Source extract: Begin

Will Tiger, the hero, become a figure of an F. Scott Fitzgerald tragedy?

“Show me a hero and I’ll write you a tragedy,” F. Scott Fitzgerald told us. For some reason, that line keeps running through the mind when I think of Tiger Woods and his latest misfortune. 

Tiger’s car accident a few days ago was not quite a tragedy, but it was yet another indication that Woods has problems that might be hard to imagine for a person with a talent so rare and popularity so remarkable.

From the time he was 2 years old and appearing on television, there was never a chance Tiger would fit the category of normalcy.

He was a genius, and whether that word is applicable to someone who breaks par or breaks scientific barriers, the individual tends not to be like the rest of us.

Geniuses are supposed to be different, and so the basic rules do not always apply.

This doesn’t excuse Woods for the road mishaps—lives are at stake—but it might explain the reasons. Woods was an only child—although his father previously had other children—and with unrelenting attention because of his links to success, Tiger had no place to escape the fame.

Although at Stanford, he attempted to stay as much as possible under the radar, thus earning the nickname “Urkel,” for the nebbish character in the sitcom Family Matters.

Source extract: End

# What this exercise asks
• a. In the column on Tiger Woods, what nickname did Woods earn at Stanford, and which character was it taken from?
• b. Extend the column on Tiger Woods with a few more paragraphs that pick up after its last sentence.

Record extracts: Begin

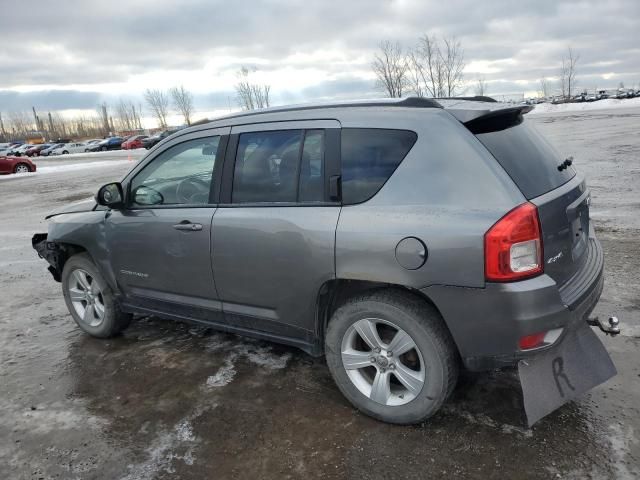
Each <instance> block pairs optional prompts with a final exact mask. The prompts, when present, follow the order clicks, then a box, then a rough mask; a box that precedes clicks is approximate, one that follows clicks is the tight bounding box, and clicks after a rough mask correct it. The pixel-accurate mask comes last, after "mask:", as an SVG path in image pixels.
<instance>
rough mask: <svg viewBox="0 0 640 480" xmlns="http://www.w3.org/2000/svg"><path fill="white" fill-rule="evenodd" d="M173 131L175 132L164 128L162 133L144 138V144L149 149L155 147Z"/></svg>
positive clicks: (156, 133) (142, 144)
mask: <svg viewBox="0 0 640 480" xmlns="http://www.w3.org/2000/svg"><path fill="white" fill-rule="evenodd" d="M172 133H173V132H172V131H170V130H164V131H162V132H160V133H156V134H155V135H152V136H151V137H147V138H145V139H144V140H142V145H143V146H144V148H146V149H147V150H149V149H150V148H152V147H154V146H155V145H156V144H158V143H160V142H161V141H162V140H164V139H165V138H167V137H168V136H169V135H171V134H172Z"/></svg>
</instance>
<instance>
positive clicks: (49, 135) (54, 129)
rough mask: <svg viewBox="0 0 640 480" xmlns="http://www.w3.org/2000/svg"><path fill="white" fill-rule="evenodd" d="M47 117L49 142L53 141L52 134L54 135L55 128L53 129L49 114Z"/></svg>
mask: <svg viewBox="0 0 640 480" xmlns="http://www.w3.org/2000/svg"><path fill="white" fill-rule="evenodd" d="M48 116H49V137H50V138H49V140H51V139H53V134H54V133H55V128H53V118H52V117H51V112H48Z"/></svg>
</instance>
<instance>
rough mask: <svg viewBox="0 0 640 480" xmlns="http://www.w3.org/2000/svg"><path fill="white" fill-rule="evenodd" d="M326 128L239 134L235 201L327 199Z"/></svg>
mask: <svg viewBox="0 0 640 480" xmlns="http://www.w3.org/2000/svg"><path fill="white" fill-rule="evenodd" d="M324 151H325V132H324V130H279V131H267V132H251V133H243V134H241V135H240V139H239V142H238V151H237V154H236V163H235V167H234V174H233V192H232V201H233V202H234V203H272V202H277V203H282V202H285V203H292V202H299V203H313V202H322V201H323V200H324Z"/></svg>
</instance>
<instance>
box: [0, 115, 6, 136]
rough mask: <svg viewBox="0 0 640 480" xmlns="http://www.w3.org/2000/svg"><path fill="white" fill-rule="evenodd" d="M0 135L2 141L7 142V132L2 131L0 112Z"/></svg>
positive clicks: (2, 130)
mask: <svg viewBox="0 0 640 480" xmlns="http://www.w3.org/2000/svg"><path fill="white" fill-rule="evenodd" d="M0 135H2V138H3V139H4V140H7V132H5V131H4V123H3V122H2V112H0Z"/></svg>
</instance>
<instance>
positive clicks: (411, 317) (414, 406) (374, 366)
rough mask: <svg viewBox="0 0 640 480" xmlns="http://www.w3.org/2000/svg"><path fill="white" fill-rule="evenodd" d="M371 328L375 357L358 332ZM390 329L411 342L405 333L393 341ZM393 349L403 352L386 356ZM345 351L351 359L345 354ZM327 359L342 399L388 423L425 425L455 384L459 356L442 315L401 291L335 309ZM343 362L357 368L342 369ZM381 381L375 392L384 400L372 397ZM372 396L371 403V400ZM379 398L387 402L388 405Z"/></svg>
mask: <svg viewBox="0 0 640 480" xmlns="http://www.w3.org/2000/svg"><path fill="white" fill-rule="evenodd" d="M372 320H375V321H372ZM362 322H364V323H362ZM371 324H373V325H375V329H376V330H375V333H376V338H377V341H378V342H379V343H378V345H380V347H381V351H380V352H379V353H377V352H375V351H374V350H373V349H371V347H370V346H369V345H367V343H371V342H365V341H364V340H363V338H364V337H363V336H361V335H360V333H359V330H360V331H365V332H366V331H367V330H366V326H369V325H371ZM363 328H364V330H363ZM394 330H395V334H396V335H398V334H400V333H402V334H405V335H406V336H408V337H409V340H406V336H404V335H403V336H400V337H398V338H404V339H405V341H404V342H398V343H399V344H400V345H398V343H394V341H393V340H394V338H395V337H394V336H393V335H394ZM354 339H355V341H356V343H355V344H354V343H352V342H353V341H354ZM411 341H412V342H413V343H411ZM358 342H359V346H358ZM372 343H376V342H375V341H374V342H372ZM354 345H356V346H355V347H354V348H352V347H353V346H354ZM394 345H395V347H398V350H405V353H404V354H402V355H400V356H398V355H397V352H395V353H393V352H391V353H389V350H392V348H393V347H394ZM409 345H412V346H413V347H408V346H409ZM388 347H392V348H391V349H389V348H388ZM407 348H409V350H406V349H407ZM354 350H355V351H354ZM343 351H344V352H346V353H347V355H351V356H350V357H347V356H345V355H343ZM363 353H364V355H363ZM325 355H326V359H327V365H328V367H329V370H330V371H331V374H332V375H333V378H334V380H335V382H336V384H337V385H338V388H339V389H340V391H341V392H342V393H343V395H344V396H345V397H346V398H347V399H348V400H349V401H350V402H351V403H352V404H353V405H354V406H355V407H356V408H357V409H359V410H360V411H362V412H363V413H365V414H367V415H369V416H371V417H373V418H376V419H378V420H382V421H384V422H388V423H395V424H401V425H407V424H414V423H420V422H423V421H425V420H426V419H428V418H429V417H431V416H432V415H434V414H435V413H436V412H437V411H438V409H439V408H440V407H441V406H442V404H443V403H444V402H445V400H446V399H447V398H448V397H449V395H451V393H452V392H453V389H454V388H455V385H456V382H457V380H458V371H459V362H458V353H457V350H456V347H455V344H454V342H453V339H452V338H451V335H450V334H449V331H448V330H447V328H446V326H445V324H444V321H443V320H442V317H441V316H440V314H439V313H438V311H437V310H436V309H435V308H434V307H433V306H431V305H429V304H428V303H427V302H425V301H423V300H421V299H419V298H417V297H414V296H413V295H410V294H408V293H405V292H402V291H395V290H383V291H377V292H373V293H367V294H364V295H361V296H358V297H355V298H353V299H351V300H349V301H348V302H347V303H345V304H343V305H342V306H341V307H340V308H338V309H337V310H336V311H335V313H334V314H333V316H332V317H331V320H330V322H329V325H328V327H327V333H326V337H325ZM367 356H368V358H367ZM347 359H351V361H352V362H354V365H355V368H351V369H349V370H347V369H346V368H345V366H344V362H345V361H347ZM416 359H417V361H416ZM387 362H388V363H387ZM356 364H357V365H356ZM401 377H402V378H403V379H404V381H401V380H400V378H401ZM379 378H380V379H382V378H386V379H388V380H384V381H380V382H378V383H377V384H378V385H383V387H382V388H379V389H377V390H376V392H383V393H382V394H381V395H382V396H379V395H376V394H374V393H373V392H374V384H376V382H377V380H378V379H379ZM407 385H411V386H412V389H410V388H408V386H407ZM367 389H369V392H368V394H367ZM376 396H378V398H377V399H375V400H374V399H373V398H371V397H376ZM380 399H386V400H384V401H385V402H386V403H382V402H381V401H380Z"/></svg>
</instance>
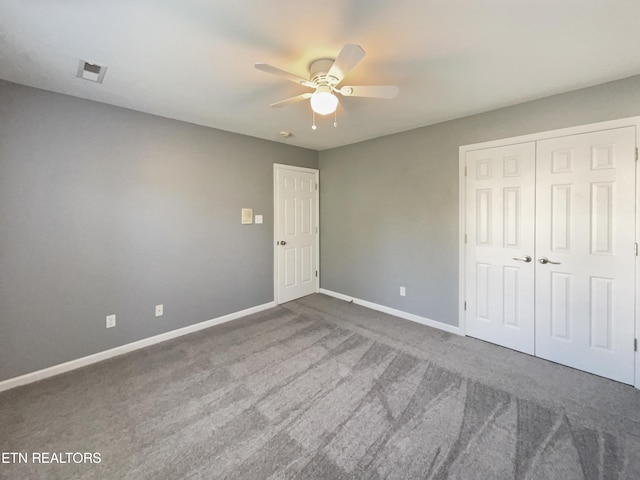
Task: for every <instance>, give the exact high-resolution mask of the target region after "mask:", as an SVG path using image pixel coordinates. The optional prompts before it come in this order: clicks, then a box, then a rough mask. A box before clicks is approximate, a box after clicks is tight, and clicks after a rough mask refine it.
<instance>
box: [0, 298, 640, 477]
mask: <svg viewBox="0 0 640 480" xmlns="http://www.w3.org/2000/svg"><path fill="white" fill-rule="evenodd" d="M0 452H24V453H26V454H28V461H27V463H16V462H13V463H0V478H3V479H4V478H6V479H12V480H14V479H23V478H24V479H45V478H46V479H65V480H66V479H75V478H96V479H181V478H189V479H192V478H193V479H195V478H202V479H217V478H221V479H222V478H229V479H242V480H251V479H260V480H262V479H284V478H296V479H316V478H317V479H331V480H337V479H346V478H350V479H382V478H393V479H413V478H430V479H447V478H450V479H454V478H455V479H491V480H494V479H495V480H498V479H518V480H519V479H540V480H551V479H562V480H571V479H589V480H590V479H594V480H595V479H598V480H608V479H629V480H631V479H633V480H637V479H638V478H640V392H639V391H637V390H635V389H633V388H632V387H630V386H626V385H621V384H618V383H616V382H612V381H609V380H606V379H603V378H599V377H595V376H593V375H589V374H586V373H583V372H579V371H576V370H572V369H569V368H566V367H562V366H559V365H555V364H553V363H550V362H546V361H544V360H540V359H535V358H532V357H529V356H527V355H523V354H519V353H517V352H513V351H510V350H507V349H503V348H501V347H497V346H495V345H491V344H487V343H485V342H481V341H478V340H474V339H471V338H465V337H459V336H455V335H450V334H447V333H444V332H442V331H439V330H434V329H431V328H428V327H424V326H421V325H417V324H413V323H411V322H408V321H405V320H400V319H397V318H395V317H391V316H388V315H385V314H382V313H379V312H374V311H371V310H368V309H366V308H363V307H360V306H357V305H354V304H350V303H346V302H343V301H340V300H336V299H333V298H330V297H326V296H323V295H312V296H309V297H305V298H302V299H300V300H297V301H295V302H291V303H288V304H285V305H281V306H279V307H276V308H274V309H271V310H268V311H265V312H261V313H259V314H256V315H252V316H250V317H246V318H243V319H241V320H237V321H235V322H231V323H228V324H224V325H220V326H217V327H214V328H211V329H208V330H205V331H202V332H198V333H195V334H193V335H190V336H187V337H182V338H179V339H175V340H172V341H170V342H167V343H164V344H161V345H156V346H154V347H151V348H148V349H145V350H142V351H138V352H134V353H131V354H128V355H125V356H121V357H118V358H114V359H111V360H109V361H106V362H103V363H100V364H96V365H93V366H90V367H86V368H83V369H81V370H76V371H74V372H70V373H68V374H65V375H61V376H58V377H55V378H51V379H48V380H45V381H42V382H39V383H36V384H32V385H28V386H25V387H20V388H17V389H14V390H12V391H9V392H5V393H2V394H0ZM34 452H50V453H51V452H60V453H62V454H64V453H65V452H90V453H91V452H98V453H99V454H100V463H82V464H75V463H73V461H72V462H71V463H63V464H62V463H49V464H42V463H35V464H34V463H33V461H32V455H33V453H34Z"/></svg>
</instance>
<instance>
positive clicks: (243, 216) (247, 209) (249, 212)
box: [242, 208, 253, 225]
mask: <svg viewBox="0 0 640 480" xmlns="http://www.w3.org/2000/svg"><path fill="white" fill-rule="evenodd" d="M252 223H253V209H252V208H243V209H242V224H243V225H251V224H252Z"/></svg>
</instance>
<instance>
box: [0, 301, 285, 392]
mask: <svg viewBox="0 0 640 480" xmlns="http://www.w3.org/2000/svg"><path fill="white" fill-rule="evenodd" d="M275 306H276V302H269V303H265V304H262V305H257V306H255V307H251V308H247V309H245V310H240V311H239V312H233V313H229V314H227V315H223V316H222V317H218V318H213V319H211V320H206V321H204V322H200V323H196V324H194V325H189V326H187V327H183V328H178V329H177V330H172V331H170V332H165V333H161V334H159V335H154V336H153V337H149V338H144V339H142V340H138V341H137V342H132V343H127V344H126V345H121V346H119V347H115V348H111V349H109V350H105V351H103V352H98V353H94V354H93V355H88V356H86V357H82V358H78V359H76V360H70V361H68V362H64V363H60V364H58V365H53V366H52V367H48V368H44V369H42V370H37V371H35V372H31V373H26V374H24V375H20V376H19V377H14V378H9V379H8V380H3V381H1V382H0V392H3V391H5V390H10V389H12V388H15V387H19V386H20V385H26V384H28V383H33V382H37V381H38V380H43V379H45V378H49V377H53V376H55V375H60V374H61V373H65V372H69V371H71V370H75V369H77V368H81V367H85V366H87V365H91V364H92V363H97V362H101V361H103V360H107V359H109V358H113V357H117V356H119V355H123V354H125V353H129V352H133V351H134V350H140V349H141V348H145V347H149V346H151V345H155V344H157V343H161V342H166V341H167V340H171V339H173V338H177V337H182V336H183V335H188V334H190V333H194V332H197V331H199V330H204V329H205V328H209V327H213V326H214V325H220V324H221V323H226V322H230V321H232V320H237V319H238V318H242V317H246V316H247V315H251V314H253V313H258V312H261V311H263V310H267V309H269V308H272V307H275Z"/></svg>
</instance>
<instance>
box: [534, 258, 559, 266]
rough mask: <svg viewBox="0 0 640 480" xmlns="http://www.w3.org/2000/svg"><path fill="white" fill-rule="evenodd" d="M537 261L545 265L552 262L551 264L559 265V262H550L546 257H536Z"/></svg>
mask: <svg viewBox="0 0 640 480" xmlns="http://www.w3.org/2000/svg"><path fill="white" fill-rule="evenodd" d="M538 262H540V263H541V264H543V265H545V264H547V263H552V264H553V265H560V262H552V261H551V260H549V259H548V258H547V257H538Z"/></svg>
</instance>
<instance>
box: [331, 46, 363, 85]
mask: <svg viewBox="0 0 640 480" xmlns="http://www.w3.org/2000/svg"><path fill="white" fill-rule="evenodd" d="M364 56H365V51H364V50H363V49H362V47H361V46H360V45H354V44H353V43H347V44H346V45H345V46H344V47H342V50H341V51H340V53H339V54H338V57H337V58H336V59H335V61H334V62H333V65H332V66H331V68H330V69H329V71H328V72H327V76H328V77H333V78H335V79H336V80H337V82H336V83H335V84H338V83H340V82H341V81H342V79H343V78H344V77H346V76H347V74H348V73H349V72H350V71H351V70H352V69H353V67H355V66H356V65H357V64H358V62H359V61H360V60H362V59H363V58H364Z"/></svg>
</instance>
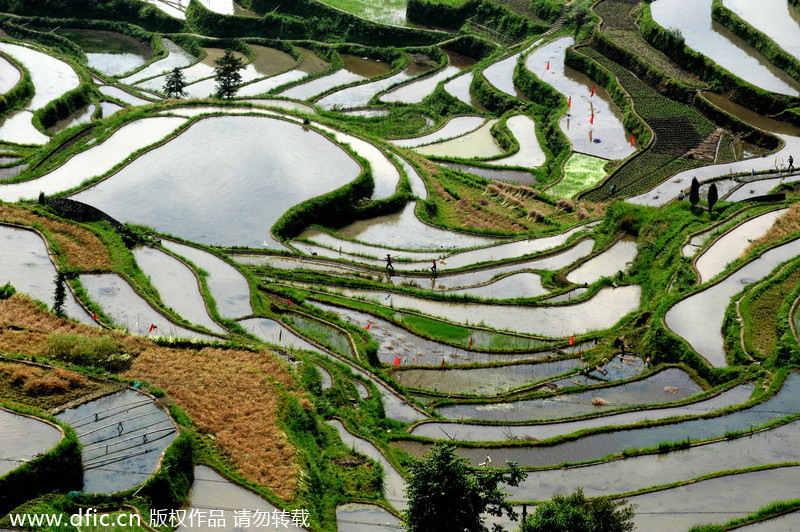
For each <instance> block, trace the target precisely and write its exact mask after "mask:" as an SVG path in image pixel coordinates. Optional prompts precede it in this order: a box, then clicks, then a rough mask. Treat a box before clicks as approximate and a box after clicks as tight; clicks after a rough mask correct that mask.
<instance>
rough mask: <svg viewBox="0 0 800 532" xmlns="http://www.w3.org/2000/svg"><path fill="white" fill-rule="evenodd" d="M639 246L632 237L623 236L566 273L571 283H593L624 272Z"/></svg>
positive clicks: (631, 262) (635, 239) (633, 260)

Record extracts: End

# Answers
• a. "Urkel," after the nebbish character in the sitcom Family Matters.

• b.
My association with Woods began in his sophomore year at Stanford, and I was as guilty as anyone else in pestering him for stories. When he turned pro, after winning a third straight US Amateur, something neither Jack Nicklaus nor Bobby Jones could accomplish, the pressure got worse. I remember Woods during his rookie year at the then-Los Angeles Open at Riviera Country Club. The Hollywood crowd was there. Female reporters seemed less interested in Woods’ backswing than in whether he was a “swinger,” pressing him about his social life and possible girlfriends. He was understandably uncomfortable.

Tiger became the face of golf, all too quickly. I was in Paris a few years ago, and when a tour director at the Louvre asked what I did, I told her I was a sportswriter. She immediately wondered, “Do you know Tiger Woods?” 

“In a way,” I said.

Woods’ lifestyle and game reflected his personality and the direction of his super-confident and demanding father, Earl. His dad was a Green Beret, and Tiger took lessons in combat and bungee jumping. While in New Zealand in 2006 with his then caddy, Steve Williams, he leaped 440 feet twice over Nevis River.

Tiger was his own man.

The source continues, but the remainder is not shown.